→ What is expected
Count the lines below that contain the string "track", treating uppercase and lowercase as different. Give only the number.

→ Available records
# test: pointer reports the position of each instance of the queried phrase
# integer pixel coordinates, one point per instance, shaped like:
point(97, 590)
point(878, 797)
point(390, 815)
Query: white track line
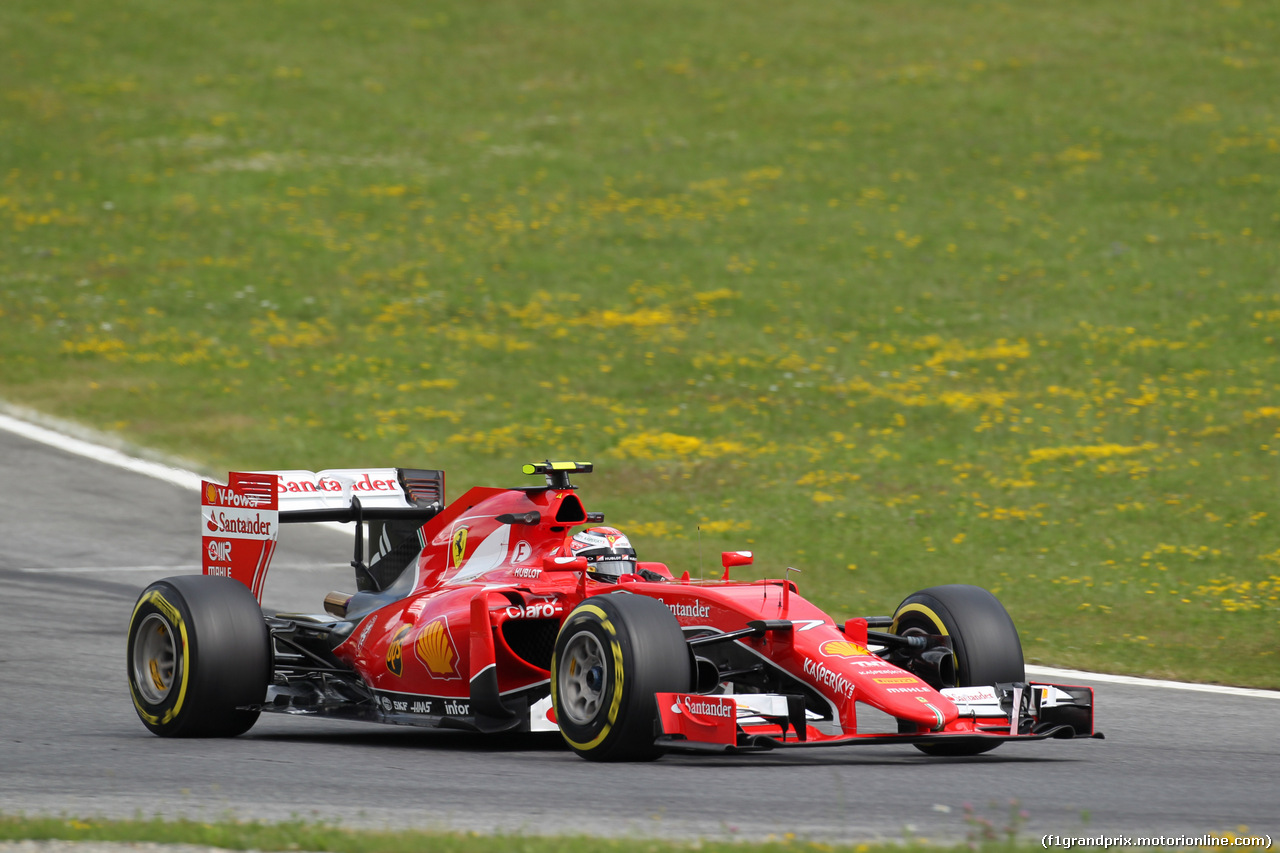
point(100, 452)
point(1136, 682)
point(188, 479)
---
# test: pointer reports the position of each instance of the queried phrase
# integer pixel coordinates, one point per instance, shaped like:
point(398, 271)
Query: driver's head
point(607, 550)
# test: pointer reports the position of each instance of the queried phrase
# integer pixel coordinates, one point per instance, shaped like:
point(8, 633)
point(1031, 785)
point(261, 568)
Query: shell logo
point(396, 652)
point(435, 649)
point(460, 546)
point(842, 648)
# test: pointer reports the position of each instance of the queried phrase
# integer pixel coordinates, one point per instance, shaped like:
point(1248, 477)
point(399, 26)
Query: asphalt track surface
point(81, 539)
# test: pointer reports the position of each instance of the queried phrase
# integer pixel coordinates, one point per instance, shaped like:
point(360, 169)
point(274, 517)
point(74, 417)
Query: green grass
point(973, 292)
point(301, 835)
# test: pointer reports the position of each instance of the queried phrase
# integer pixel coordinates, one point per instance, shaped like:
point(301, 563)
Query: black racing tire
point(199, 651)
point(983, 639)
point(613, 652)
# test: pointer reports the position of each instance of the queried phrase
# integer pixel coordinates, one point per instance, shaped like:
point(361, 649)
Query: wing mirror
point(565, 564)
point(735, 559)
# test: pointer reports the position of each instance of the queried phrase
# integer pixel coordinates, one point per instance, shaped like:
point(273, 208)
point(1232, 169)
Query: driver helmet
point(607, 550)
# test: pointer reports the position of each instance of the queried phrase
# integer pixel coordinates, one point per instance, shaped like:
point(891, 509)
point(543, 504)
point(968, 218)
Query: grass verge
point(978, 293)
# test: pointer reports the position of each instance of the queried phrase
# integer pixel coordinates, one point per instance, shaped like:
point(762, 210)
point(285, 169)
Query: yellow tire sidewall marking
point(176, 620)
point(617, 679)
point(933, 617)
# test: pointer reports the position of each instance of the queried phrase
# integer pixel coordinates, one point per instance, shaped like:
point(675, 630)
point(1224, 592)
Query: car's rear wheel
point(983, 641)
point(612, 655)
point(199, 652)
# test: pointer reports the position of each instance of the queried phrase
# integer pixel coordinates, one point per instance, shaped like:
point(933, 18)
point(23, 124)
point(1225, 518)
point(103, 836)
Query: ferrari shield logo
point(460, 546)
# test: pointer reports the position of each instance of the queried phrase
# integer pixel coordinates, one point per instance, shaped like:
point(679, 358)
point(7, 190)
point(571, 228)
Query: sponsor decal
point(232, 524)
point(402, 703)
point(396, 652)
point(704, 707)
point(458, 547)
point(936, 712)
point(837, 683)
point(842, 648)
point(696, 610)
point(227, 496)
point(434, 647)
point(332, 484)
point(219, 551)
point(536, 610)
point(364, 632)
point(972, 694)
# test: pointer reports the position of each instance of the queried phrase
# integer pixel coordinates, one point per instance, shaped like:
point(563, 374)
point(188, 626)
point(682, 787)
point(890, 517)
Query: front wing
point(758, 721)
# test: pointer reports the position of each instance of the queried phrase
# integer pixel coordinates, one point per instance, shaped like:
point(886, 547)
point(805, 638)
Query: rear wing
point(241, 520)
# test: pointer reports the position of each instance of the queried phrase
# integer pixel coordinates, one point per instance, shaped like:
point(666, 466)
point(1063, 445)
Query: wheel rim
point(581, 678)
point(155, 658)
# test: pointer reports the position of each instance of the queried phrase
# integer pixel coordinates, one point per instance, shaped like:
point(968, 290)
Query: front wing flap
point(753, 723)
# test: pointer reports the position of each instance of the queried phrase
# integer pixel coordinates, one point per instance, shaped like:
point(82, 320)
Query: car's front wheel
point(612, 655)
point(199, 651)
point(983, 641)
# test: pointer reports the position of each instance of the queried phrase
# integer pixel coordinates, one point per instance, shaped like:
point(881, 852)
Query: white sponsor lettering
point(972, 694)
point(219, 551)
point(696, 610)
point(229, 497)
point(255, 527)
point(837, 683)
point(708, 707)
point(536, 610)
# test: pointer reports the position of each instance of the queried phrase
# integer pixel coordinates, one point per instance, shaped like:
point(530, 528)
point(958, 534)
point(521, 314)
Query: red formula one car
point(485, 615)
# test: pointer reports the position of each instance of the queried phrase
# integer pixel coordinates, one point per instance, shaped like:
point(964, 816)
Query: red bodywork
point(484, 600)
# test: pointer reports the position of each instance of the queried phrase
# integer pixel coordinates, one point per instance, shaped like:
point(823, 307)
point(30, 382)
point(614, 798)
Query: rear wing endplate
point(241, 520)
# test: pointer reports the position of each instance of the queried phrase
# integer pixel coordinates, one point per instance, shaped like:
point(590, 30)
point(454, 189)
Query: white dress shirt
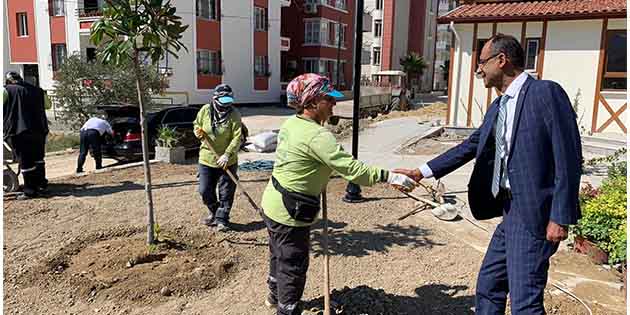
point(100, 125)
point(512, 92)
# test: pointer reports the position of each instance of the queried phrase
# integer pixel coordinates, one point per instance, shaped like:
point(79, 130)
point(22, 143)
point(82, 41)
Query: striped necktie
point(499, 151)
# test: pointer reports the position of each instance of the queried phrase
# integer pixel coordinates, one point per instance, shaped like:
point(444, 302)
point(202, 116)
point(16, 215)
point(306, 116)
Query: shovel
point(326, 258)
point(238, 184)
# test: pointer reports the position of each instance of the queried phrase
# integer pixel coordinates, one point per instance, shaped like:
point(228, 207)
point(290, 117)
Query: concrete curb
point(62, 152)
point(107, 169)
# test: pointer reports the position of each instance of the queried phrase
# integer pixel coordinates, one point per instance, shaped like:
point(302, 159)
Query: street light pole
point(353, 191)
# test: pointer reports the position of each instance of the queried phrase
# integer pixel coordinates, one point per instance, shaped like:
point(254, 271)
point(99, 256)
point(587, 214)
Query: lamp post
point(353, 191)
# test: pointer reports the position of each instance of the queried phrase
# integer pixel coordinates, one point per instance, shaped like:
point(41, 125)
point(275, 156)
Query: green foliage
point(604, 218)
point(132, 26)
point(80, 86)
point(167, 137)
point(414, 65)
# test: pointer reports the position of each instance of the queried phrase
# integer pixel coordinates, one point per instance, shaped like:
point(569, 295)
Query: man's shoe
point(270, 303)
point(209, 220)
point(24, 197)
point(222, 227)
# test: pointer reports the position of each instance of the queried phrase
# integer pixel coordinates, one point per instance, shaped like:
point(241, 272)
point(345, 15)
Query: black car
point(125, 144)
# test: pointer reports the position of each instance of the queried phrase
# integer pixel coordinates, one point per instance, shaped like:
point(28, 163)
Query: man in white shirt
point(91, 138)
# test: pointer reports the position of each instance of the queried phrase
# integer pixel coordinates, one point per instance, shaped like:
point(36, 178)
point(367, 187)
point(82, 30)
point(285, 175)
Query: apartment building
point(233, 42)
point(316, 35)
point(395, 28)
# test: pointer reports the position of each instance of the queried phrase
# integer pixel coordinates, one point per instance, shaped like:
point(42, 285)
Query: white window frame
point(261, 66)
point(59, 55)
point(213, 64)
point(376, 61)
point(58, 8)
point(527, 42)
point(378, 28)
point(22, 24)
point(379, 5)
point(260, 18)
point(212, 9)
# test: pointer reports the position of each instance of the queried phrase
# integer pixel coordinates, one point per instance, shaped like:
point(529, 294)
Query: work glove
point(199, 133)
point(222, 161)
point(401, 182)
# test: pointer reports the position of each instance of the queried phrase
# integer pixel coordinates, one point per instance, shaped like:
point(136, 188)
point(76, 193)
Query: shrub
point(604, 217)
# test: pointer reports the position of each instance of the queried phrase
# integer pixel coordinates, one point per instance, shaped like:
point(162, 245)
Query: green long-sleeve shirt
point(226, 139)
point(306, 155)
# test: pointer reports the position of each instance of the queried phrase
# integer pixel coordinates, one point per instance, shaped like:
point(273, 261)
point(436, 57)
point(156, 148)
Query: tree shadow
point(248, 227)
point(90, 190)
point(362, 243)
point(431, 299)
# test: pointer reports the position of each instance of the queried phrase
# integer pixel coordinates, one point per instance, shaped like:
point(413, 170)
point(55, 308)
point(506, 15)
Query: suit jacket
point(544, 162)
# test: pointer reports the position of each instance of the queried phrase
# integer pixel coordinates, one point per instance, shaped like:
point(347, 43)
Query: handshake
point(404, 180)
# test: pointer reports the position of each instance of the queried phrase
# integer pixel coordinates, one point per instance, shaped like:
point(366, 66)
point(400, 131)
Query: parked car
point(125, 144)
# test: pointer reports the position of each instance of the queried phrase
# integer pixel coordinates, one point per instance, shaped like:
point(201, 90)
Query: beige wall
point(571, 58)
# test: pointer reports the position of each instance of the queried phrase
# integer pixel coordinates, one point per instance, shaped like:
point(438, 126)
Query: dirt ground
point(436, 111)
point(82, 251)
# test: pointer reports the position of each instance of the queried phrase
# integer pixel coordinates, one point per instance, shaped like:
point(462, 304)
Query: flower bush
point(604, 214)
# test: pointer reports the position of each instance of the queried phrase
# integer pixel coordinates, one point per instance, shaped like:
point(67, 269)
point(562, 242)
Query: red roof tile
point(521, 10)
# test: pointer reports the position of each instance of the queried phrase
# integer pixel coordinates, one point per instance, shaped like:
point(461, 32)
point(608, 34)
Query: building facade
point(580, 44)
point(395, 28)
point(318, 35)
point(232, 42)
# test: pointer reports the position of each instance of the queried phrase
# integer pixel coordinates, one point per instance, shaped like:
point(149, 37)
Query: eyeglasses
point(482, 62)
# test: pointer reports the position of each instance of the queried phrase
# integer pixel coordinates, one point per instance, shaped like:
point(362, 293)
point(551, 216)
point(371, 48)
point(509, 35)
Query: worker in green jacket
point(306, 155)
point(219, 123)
==
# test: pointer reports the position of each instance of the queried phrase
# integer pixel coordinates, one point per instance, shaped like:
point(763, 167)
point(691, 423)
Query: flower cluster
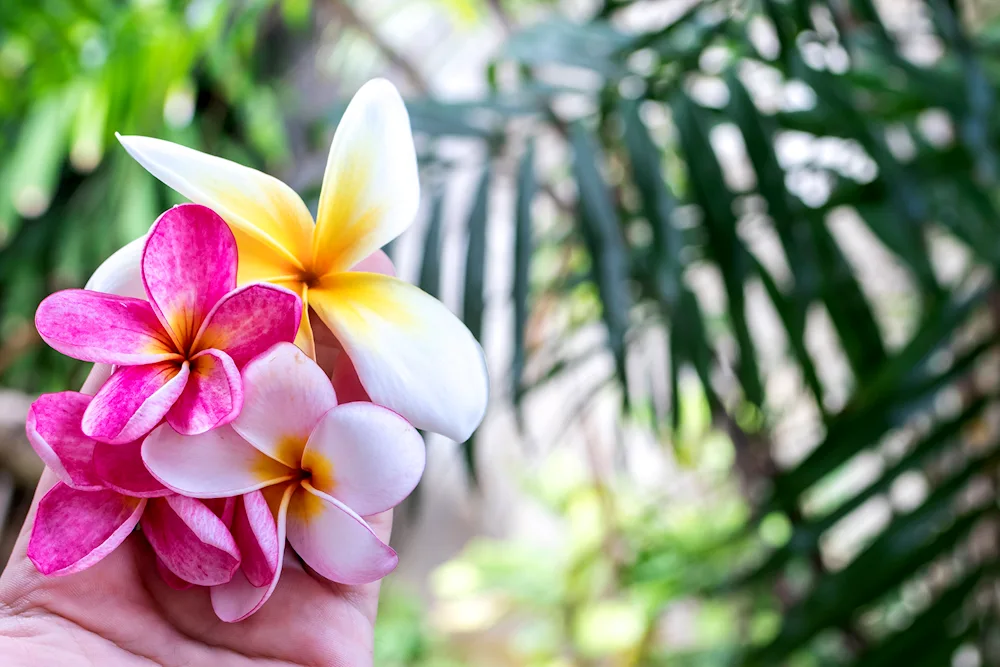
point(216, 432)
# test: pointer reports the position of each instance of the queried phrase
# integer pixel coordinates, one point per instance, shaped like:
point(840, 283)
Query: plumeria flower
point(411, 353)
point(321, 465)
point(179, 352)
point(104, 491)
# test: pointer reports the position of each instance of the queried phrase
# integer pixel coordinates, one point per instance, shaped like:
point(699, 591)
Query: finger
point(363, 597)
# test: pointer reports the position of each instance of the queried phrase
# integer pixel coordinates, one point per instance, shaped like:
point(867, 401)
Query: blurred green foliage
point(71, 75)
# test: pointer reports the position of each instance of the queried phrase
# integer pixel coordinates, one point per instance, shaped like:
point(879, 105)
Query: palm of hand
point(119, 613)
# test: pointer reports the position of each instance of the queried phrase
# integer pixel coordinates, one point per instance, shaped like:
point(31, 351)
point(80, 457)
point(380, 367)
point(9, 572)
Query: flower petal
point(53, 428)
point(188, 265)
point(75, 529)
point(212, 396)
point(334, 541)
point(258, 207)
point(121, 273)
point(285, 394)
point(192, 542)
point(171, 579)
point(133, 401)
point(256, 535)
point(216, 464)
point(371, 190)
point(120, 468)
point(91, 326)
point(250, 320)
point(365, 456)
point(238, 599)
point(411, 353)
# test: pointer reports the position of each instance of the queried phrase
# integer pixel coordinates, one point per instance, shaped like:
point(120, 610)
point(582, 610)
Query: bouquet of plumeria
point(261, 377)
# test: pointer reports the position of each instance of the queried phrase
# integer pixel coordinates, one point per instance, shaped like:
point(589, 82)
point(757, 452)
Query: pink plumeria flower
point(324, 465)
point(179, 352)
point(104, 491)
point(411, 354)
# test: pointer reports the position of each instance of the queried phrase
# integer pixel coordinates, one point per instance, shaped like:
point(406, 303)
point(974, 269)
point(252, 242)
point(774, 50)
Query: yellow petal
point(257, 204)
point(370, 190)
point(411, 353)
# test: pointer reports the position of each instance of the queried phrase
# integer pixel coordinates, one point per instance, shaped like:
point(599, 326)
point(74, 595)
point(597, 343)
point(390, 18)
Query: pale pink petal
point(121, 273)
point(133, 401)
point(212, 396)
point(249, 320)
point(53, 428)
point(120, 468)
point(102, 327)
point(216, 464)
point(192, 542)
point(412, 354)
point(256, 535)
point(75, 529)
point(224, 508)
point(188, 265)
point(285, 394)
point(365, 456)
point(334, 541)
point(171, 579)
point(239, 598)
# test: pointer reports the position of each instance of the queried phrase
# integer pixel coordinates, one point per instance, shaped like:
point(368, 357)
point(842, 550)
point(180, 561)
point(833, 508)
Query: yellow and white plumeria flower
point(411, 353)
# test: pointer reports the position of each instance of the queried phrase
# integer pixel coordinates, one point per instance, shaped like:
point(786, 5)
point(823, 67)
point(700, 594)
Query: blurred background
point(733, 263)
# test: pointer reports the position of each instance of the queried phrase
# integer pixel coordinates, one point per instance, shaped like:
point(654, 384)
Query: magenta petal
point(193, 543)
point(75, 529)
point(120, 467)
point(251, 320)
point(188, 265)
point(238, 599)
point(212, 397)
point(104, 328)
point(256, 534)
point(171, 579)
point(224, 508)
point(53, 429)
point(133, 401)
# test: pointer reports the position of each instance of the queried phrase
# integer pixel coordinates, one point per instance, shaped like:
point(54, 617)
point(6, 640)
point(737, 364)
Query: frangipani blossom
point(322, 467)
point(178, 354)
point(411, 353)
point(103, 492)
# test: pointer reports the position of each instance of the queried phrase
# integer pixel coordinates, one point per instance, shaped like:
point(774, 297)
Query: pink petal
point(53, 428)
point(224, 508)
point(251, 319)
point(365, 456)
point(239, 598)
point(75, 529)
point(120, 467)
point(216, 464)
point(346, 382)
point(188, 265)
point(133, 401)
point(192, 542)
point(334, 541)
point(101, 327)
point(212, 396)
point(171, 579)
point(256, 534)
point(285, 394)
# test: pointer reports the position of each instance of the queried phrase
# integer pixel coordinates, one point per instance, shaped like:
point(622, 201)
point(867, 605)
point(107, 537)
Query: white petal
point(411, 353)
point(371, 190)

→ Solution to the problem
2